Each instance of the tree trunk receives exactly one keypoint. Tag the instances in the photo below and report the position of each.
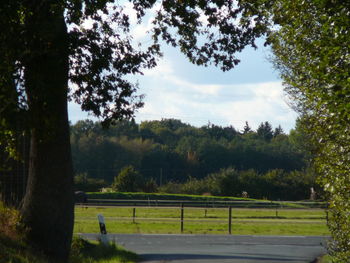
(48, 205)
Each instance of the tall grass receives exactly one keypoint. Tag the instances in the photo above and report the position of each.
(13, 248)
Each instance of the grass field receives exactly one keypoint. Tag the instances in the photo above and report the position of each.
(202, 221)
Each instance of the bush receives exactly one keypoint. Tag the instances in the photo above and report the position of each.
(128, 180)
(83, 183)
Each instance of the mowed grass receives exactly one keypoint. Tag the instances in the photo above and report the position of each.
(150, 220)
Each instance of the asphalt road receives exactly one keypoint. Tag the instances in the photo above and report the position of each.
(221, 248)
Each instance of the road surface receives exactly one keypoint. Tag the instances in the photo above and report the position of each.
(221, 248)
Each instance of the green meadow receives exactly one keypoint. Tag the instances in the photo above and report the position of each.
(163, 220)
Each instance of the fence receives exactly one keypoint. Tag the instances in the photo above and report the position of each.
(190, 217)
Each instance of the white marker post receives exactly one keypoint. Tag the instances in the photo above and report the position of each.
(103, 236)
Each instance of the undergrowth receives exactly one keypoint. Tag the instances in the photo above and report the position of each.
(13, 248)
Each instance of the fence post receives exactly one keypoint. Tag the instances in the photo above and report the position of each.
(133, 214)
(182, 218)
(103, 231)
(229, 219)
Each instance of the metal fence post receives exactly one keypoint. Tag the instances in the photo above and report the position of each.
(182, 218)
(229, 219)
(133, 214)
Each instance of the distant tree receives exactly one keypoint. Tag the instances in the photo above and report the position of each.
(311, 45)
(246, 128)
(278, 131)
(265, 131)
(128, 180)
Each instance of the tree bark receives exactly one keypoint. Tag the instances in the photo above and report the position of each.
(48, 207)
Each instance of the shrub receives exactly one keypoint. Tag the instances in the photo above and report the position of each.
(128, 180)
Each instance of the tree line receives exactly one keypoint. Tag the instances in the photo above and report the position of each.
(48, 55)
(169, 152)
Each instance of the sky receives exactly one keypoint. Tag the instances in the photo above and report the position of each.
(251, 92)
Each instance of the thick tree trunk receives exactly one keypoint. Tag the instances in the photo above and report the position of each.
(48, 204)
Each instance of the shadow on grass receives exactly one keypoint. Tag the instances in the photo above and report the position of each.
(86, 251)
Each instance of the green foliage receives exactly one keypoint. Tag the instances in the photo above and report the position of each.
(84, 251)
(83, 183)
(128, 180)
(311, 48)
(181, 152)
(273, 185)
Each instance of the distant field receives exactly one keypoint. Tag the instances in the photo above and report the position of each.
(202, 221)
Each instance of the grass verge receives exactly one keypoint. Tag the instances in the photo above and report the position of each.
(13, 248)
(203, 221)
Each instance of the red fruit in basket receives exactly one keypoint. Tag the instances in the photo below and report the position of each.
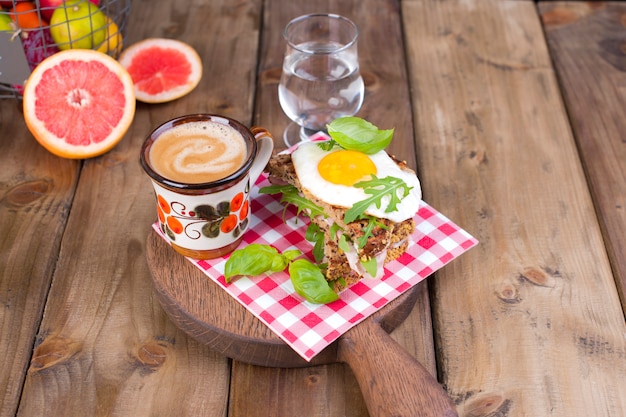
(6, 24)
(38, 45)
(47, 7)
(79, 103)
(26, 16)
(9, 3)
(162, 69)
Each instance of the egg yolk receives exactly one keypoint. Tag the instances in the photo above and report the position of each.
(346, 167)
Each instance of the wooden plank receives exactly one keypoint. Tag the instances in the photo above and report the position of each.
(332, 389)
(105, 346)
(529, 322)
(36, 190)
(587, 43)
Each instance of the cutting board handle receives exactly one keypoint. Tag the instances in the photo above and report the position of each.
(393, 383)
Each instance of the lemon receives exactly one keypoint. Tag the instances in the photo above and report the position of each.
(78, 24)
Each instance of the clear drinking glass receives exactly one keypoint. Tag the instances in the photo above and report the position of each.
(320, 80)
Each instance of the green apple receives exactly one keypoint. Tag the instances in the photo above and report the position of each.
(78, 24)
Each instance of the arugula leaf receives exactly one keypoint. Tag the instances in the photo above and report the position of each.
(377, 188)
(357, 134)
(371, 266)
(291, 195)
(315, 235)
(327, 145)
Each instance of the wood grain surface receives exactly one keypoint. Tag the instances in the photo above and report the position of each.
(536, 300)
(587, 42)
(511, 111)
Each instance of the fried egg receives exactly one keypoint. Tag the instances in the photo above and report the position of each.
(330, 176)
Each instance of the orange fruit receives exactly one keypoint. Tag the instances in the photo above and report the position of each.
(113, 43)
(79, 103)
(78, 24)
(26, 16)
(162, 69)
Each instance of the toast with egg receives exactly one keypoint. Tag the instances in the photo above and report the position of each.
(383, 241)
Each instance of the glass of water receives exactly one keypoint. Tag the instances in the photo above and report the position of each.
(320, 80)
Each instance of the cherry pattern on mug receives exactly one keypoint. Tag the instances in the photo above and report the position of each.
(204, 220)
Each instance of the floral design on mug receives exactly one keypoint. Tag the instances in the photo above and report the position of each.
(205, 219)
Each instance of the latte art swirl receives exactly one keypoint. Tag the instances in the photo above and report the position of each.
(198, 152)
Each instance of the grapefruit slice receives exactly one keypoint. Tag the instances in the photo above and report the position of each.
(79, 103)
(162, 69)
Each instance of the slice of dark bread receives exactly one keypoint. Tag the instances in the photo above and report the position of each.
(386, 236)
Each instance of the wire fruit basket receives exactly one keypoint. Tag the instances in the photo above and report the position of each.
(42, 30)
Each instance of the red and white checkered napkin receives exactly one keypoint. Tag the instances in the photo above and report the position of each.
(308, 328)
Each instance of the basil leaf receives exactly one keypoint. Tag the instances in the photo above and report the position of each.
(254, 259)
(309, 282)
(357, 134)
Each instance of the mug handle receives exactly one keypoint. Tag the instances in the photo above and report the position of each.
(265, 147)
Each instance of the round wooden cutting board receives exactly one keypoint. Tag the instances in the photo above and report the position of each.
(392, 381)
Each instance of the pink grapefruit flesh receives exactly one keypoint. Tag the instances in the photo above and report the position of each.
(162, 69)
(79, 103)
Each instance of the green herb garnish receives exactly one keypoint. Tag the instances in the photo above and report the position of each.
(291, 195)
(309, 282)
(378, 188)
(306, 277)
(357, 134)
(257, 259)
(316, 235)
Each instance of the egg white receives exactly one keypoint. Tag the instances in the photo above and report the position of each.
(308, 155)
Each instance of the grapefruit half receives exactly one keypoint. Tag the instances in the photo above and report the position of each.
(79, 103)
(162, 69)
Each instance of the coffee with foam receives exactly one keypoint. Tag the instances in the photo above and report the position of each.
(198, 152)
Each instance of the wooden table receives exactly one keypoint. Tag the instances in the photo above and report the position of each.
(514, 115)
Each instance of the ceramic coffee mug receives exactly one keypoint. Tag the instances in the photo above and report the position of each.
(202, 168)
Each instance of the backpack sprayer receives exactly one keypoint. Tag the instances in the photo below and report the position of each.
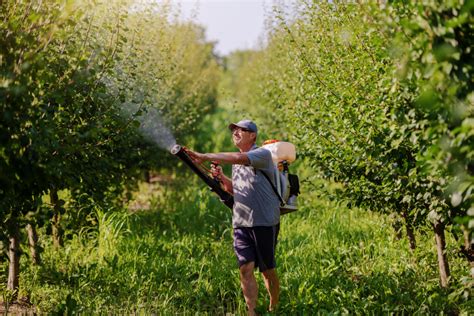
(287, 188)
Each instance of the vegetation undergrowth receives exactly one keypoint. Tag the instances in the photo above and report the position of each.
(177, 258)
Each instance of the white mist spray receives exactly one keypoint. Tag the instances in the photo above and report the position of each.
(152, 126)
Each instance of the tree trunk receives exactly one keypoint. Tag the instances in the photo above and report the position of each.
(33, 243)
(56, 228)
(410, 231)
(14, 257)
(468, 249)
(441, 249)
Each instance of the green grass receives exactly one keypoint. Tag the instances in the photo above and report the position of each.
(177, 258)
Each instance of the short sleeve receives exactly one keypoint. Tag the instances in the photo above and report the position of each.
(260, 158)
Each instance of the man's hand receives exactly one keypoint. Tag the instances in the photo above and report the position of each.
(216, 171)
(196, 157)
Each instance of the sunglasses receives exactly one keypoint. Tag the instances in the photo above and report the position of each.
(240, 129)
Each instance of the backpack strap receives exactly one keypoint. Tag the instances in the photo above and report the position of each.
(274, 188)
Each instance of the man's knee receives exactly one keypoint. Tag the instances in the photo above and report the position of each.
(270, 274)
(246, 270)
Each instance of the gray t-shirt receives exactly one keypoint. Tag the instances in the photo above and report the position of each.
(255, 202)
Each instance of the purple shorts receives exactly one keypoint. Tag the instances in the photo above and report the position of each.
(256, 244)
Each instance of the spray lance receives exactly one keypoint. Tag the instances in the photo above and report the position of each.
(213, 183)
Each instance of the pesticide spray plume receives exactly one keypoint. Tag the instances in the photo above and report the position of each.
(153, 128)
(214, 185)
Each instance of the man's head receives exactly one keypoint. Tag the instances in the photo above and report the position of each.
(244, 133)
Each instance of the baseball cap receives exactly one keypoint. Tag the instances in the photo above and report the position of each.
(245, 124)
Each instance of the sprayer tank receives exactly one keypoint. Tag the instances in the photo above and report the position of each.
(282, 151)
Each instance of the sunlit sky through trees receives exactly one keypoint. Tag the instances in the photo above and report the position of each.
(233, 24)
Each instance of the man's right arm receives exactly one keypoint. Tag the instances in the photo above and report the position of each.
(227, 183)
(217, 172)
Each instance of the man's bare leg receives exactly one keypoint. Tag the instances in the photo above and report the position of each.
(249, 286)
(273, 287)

_ _ _

• Your task: Can you retype the lines, word for word, for the stretch from the line containing "Each instance of the backpack strap" through the end of the lines above?

• The reply:
Each instance of the backpack strap receives exactly one keypoint. Tag the instances in the photo above and report the position of each.
(274, 188)
Each instance of the man's knee receives exactly one keypoint. Tag the instances in the photo above and report the position of each.
(270, 274)
(246, 270)
Each instance of the gray t-shirt receives exactly one keypoint. Tag the instances in the photo above and report the position of each.
(255, 202)
Each instance of the purple shorts receives exactly one keypoint. Tag the instances in the photo above and report the position of each.
(256, 244)
Each instance of the spray lance receives exactly one keypoint. Tag the instances in the photo above and report the position of each.
(213, 183)
Each instance of the pesticide spray plume receives exactly one keypoint. Tag the instances in the photo above and report the position of each.
(153, 128)
(214, 185)
Each instance of the man's head receives exactly one keypoint. Tag the instances in the photo above and report the position of each.
(244, 133)
Each instance of the baseball cap receives exactly one keypoint. Tag the instances in the photo above and report the position of each.
(245, 124)
Each instance of the sprayer tank receives exactly one keypoint. Tag the instances in the photo above and report the position of each.
(282, 151)
Each instance of the sunlit sky through trees receives exactly one keypoint. Tag the instances in the photo above and report the position of each.
(233, 24)
Each instance of the man's right arm receives exactly one keypoint. Tag the instances in the photo above and report the position of each.
(227, 183)
(217, 172)
Each instance of the man's bare leg receives exactly one keypoint. Tag the instances in the photo above and report the position of each.
(249, 286)
(273, 287)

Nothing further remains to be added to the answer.